Work task – Convert the records below into a numbered list with one line per item, leaving out any blank lines.

Data –
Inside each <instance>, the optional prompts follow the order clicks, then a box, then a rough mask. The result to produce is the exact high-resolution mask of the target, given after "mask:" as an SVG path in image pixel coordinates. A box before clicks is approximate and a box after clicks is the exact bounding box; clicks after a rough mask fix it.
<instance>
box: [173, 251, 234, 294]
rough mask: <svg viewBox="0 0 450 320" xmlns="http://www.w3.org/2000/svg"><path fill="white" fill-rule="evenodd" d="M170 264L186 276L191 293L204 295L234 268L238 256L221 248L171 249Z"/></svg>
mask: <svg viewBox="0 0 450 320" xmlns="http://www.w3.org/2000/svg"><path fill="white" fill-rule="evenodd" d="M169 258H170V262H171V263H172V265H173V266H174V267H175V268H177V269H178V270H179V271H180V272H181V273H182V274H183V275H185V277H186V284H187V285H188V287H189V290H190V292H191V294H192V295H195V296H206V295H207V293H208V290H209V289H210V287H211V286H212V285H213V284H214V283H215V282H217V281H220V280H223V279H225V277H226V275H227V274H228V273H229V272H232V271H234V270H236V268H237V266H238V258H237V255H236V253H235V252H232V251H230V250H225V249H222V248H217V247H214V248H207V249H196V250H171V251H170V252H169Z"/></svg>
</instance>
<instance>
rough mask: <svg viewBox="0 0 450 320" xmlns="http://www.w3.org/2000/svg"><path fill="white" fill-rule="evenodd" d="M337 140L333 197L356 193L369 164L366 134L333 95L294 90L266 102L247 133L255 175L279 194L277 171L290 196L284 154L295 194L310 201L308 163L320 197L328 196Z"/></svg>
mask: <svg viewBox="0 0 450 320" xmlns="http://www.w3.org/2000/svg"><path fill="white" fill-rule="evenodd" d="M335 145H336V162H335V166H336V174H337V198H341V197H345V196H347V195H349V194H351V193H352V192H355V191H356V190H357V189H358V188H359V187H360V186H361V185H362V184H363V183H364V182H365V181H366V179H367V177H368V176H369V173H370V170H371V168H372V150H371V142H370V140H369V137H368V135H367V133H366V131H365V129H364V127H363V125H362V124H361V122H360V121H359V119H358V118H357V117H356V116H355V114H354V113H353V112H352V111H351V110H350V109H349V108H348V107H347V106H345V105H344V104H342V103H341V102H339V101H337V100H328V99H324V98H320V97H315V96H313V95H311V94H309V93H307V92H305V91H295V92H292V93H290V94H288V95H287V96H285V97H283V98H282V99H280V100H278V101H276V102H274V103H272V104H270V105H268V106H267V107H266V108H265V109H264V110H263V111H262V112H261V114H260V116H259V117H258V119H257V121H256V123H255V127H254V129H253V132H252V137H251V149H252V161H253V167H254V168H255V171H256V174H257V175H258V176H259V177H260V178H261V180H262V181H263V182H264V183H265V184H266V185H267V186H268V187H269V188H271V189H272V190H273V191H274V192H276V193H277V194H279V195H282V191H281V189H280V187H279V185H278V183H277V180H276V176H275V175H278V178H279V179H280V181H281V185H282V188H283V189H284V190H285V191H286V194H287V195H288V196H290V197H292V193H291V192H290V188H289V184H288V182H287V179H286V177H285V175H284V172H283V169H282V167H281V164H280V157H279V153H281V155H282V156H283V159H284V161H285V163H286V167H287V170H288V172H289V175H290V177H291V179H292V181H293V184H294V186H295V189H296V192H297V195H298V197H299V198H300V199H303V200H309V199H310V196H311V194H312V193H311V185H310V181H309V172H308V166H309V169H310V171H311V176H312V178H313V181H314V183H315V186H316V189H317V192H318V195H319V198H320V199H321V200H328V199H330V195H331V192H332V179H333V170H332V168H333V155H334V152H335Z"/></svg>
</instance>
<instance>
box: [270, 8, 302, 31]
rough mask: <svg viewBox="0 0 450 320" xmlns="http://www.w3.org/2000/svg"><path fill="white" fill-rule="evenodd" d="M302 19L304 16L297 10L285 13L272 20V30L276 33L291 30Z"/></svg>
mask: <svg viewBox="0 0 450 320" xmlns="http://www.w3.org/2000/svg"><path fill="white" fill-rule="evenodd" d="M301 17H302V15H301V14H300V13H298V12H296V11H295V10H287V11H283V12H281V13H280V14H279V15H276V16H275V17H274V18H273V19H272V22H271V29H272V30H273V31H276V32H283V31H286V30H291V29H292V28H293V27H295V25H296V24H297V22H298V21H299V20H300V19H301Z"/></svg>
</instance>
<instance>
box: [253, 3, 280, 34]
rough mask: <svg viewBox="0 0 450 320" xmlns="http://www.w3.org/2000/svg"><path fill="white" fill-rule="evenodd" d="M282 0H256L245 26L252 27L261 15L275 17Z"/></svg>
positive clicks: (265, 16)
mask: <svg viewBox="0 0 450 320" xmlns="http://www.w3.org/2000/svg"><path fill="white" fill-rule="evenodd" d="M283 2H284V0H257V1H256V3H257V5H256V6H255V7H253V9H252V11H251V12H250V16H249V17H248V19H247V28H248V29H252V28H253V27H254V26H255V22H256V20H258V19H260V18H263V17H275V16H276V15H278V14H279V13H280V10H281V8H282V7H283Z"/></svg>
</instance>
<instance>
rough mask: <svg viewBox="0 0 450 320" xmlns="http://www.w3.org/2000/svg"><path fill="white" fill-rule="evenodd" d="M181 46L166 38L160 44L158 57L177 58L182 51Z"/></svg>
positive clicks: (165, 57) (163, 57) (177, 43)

Exercise solution –
1. Inside each <instance>, the optional prompts follow the order clicks, then a box, then a rough mask. The result to produce is the exact high-resolution mask of the target, given after "mask:" as an SVG path in image pixel coordinates. A box before clicks is approximate and a box after clicks is the exact bounding box; clicks after a rough mask fix it.
2. <instance>
3. box: [173, 251, 234, 294]
4. rough mask: <svg viewBox="0 0 450 320" xmlns="http://www.w3.org/2000/svg"><path fill="white" fill-rule="evenodd" d="M170 264L186 276L191 293L204 295L234 268L238 256L221 248L171 249Z"/></svg>
5. mask: <svg viewBox="0 0 450 320" xmlns="http://www.w3.org/2000/svg"><path fill="white" fill-rule="evenodd" d="M169 258H170V262H171V263H172V265H173V266H174V267H175V268H177V269H178V270H179V271H180V272H181V273H182V274H183V275H185V277H186V284H187V285H188V287H189V290H190V292H191V294H192V295H195V296H206V295H207V293H208V290H209V289H210V287H211V286H212V285H213V284H214V283H215V282H217V281H220V280H223V279H225V277H226V275H227V274H228V273H229V272H232V271H234V270H236V268H237V266H238V258H237V255H236V253H235V252H232V251H230V250H225V249H222V248H217V247H214V248H207V249H196V250H171V251H170V252H169Z"/></svg>
6. </instance>
7. <instance>
8. rough mask: <svg viewBox="0 0 450 320" xmlns="http://www.w3.org/2000/svg"><path fill="white" fill-rule="evenodd" d="M337 140L333 197L356 193L369 164L366 134L333 95L294 90L266 102L247 133L255 175L279 194L277 171L290 196L284 154L295 194L310 201L308 163L320 197L328 196Z"/></svg>
9. mask: <svg viewBox="0 0 450 320" xmlns="http://www.w3.org/2000/svg"><path fill="white" fill-rule="evenodd" d="M335 145H336V162H335V166H336V174H337V198H341V197H345V196H347V195H349V194H351V193H352V192H355V191H356V190H357V189H358V188H359V187H360V186H361V185H362V184H363V183H364V182H365V181H366V179H367V177H368V176H369V173H370V170H371V168H372V150H371V142H370V140H369V137H368V135H367V133H366V131H365V129H364V127H363V125H362V124H361V122H360V121H359V119H358V118H357V117H356V116H355V114H354V113H353V112H352V111H351V110H350V109H349V108H348V107H347V106H345V105H344V104H342V103H341V102H339V101H337V100H328V99H324V98H320V97H315V96H313V95H311V94H309V93H307V92H305V91H295V92H292V93H290V94H288V95H287V96H285V97H283V98H282V99H280V100H278V101H276V102H274V103H272V104H270V105H268V106H267V107H266V108H265V109H264V110H263V111H262V112H261V114H260V116H259V117H258V119H257V121H256V123H255V127H254V129H253V132H252V137H251V149H252V161H253V167H254V168H255V171H256V174H257V175H258V176H259V177H260V178H261V180H262V181H263V182H264V183H265V184H266V185H267V186H268V187H269V188H271V189H272V190H273V191H274V192H276V193H277V194H279V195H282V191H281V189H280V187H279V185H278V183H277V180H276V176H275V175H278V178H279V179H280V181H281V185H282V188H283V189H284V190H285V191H286V194H287V195H288V196H290V197H292V193H291V192H290V188H289V184H288V182H287V179H286V177H285V175H284V172H283V169H282V167H281V164H280V157H279V153H281V155H282V156H283V159H284V161H285V163H286V167H287V170H288V172H289V175H290V177H291V179H292V181H293V184H294V186H295V189H296V192H297V195H298V197H299V198H300V199H303V200H309V199H310V196H311V194H312V193H311V185H310V181H309V172H308V166H309V169H310V171H311V176H312V178H313V181H314V183H315V186H316V189H317V192H318V195H319V198H320V199H321V200H328V199H330V195H331V192H332V179H333V170H332V168H333V155H334V152H335Z"/></svg>
10. </instance>
11. <instance>
12. box: [270, 8, 302, 31]
13. rough mask: <svg viewBox="0 0 450 320" xmlns="http://www.w3.org/2000/svg"><path fill="white" fill-rule="evenodd" d="M302 19L304 16L297 10L285 13L272 20V30L276 33L291 30Z"/></svg>
14. mask: <svg viewBox="0 0 450 320" xmlns="http://www.w3.org/2000/svg"><path fill="white" fill-rule="evenodd" d="M301 17H302V15H301V14H300V13H298V12H296V11H295V10H287V11H283V12H281V13H280V14H279V15H276V16H275V17H274V18H273V19H272V22H271V29H272V30H273V31H276V32H283V31H286V30H291V29H292V28H293V27H295V25H296V24H297V22H298V21H299V20H300V19H301Z"/></svg>
15. </instance>
16. <instance>
17. box: [253, 3, 280, 34]
18. rough mask: <svg viewBox="0 0 450 320" xmlns="http://www.w3.org/2000/svg"><path fill="white" fill-rule="evenodd" d="M282 0H256L245 26L252 27L261 15L275 17Z"/></svg>
19. positive clicks: (265, 16)
20. mask: <svg viewBox="0 0 450 320" xmlns="http://www.w3.org/2000/svg"><path fill="white" fill-rule="evenodd" d="M283 2H284V0H257V1H256V3H257V5H256V6H255V7H253V9H252V11H251V12H250V16H249V17H248V19H247V28H248V29H252V28H253V27H254V26H255V22H256V20H258V19H260V18H263V17H275V16H276V15H278V14H279V13H280V10H281V8H282V7H283Z"/></svg>
21. </instance>
22. <instance>
23. rough mask: <svg viewBox="0 0 450 320" xmlns="http://www.w3.org/2000/svg"><path fill="white" fill-rule="evenodd" d="M181 46L166 38L160 44L158 57L177 58L182 51Z"/></svg>
24. positive clicks: (165, 57) (163, 57) (177, 43)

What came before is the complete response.